_DATA PROVIDED:_
-------

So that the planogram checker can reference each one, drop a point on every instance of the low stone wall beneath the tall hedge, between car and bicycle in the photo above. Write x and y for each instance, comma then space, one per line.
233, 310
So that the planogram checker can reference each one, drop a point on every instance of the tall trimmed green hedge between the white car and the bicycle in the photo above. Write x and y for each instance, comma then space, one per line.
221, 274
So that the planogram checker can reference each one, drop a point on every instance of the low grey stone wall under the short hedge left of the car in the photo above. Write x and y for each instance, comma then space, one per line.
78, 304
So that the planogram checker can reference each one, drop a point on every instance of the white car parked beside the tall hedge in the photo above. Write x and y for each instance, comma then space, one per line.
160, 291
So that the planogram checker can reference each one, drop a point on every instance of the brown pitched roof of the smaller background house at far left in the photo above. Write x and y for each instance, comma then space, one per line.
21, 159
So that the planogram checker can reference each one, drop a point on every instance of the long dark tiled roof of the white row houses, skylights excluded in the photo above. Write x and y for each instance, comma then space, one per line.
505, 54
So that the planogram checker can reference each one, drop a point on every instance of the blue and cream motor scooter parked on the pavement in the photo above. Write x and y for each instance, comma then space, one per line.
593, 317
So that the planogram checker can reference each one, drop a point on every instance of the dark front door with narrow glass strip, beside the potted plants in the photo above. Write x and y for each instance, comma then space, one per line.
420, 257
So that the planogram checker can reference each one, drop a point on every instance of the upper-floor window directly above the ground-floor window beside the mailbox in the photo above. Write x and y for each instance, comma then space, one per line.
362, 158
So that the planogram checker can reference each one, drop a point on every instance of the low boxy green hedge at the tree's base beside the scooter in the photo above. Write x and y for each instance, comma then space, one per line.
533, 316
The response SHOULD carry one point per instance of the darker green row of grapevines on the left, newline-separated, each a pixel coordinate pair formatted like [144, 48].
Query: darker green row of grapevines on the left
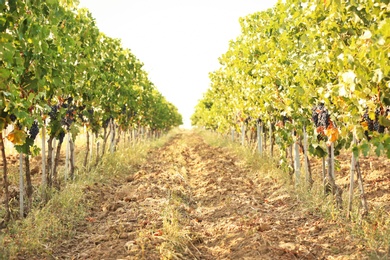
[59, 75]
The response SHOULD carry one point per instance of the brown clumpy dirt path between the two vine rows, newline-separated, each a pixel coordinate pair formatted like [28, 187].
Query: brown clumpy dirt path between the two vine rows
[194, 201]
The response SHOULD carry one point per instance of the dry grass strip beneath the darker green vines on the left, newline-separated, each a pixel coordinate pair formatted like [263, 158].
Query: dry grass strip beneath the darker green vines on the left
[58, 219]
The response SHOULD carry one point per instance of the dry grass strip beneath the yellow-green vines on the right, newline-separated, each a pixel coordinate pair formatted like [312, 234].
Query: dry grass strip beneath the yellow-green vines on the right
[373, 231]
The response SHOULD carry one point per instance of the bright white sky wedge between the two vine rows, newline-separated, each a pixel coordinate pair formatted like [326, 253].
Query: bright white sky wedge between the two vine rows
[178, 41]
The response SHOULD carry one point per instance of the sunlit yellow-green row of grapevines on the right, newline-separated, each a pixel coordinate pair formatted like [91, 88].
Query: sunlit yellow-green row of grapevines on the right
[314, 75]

-------

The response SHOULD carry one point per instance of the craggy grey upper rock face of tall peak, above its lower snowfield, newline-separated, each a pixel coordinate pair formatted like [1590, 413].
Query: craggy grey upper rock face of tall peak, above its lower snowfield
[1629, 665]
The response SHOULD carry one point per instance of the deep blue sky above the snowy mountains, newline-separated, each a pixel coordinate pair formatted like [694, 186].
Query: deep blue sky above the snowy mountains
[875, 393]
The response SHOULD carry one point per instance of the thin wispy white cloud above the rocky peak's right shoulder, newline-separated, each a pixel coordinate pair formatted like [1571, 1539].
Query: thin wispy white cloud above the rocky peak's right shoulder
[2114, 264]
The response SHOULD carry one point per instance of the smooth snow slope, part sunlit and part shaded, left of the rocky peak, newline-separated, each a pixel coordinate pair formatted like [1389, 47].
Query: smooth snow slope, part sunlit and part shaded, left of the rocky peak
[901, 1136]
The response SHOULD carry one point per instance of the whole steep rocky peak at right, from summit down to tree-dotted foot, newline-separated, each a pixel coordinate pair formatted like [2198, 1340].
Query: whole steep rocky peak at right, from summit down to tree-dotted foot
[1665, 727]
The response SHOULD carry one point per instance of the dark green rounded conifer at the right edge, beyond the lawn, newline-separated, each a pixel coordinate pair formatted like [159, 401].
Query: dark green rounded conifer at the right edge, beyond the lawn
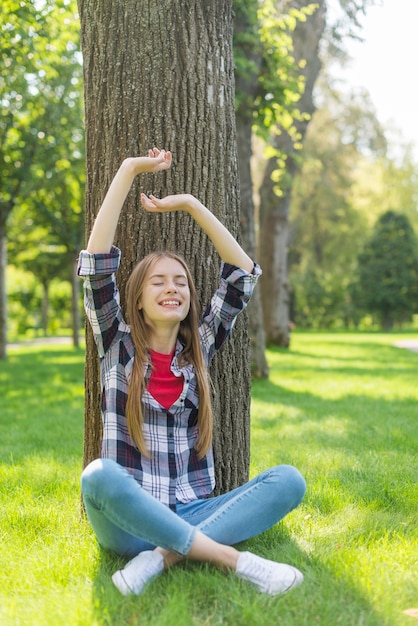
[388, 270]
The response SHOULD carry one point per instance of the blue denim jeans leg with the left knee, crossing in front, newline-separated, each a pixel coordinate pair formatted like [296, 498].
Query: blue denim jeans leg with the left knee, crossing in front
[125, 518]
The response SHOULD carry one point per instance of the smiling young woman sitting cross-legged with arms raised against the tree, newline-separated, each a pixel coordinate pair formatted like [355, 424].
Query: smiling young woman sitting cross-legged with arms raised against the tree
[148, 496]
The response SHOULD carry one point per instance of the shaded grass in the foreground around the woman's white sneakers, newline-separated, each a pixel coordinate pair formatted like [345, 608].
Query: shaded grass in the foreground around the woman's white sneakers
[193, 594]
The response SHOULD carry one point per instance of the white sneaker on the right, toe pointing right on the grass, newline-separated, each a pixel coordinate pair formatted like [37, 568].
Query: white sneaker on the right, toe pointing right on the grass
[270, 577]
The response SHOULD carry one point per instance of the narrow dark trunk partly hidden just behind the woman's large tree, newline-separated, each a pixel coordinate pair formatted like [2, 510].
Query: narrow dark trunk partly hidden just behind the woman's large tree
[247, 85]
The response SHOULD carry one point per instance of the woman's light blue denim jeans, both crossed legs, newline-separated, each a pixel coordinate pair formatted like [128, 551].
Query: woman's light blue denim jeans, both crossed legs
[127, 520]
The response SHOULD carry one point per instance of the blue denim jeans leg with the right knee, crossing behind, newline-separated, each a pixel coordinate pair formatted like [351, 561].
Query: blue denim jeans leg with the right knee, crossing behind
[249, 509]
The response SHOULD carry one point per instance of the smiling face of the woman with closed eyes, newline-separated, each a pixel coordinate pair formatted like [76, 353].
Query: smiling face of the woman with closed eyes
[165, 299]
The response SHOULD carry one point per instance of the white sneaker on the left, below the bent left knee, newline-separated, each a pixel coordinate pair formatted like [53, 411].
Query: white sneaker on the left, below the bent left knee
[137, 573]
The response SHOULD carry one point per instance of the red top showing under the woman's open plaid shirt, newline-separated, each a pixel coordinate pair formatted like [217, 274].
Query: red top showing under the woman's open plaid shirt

-------

_WHAT TO DO:_
Among the lines above, which ones include the word "open"? Copy them.

_OUTPUT FOR THIS TASK:_
The response SHOULD carry one point per instance of the red top showing under the woman's open plaid shirt, newline-separated, each a pixel coordinate pair formatted like [217, 274].
Query: red top showing under the woman's open plaid shirt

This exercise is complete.